[Passage shown]
Unbelievable!
Is this Iraq, asks stunned US- Looters on rampage in hurricane-hit New Orleans
New Orleans, Sept. 1: “It’s like Iraq!” — an American blurted out on TV, voice heavy with stunned disbelief.
Looting in the land of opportunity. It’s a picture of America staring out of TV screens round the clock that Americans hadn’t seen, let alone the world, much of which — like India — has had its eyes mesmerised by the power of the greenback.
Across New Orleans the rule of law was swept away by the floodwaters after Hurricane Katrina destroyed almost everything else. Authorities fear thousands may have died in Monday’s storm.
In a city shut down in every other way, the young and the old were walking into stores of all sizes and varieties and walking out with armfuls of candy, sunglasses, notebooks, soda and whatever else they could need or find. Wal-Mart, the symbol of US department store success as much as McDonald’s is for fast food around the world, was not spared.
Some Americans were reminded of scenes of looting in the streets of Baghdad after the fall of Saddam Hussein. The world leader was getting a taste of the miseries of the less fortunate.
In another chilling similarity with Iraq, there were reports of a Chinook military helicopter pressed into rescue operation being shot at.
Such was the lawlessness that New Orleans Mayor Ray Nagin ordered police to drop rescue work to fight looting and other crimes.
A “furious” Louisiana governor Kathleen Blanco said: “What angers me most is disasters tend to bring out the best in everybody, and that’s what we expected to see…. Instead, it brought out the worst.”
Even President George W. Bush was forced to issue a warning against the looting. “I think there ought to be zero tolerance of people breaking the law during an emergency such as this, whether it be looting, or price-gouging at the gasoline pump.”
About 1,500 of the city’s police officers, nearly the entire force, were forced back into their traditional law-keeping role. The mayor was quoted as saying that the looters “are starting to get closer to heavily populated areas… hotels, hospitals, and we’re going to stop it right now”.
Some frightened residents took security into their own hands. John Carolan was sitting on his porch in darkness just before midnight when three or four young men, one with a knife and another with a machete, stopped in front of his fence and pointed to the generator humming in the front yard.

(Saved entries)
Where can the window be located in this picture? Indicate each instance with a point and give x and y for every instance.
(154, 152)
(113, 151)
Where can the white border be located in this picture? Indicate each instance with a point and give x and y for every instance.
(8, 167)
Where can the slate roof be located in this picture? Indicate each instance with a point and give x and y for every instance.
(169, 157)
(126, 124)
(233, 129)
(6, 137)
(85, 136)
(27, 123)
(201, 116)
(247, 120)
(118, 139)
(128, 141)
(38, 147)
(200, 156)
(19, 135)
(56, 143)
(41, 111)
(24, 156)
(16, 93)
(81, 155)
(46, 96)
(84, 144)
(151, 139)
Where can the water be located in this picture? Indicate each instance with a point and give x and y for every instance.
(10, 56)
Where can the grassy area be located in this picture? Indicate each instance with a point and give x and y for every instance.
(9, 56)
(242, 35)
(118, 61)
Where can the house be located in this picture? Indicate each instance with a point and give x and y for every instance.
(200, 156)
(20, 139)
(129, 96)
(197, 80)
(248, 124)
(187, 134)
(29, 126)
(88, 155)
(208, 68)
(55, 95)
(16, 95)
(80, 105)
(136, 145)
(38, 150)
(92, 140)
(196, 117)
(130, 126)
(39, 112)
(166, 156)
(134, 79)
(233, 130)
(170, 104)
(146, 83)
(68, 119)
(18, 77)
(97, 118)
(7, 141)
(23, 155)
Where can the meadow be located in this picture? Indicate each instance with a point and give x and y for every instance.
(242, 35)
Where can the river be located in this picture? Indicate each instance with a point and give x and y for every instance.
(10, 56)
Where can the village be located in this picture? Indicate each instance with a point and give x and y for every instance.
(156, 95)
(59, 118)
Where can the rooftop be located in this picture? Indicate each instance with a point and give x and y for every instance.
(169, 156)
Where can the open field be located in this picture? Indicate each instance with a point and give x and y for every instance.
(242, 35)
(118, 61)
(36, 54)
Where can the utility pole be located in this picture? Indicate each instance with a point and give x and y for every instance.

[Questions]
a - Can you write out, word for word, the part of the New Orleans looting report that opens with the words containing "About 1,500 of" and closes with "the front yard."?
b - Would you continue the New Orleans looting report from the point where it stops?

[Outputs by task]
a -
About 1,500 of the city’s police officers, nearly the entire force, were forced back into their traditional law-keeping role. The mayor was quoted as saying that the looters “are starting to get closer to heavily populated areas… hotels, hospitals, and we’re going to stop it right now”.
Some frightened residents took security into their own hands. John Carolan was sitting on his porch in darkness just before midnight when three or four young men, one with a knife and another with a machete, stopped in front of his fence and pointed to the generator humming in the front yard.

b -
One said, “We want the generator,” he recalled.
“I fired a couple of rounds over their heads with a .357 Magnum,” Carolan recounted to the New York Times. “They scattered.”
No one excused the looting, but many officials were careful not to paint every looter as a petty thief.
“Had New York been closed off on 9/11 who can say what they would have done?” said Cynthia Hedge-Morrell, vice-president of the New Orleans city council.
Although officials said the floodwaters had started to drop, they warned that it could take a month for it to fully drain out. Some 60,000 people had gathered at a stadium, the Superdome, waiting to be evacuated from a city known for its tourist attractions and as the birthplace of jazz.
“When there’s no food, no water, no sanitation, who can say what you would do? People were trying to protect their children,” Morrell added.
Outside a store, a woman was loading food, soda, water, bread, peanut butter and canned food into the trunk of an Oldsmobile.
“Yes, in a sense it’s wrong, but survival is the name of the game,” she said. “I’ve got six grandchildren. We didn’t know this was going to happen. The water is off. We’re trying to get supplies we need.”
With no officers in sight, people carried empty bags, shopping carts and backpacks through the door of the Rite Aid, a chain store that predominantly stocks medicines, and left them full.
Someone had earlier smashed through the front door with a stolen forklift. It still stood in the doorway. As the looters came and went, they nodded companionably to one another.
From The Telegraph 2nd Sep, 2005
All I can say is ...... Unbelievable! .... the US gets a taste of the third world.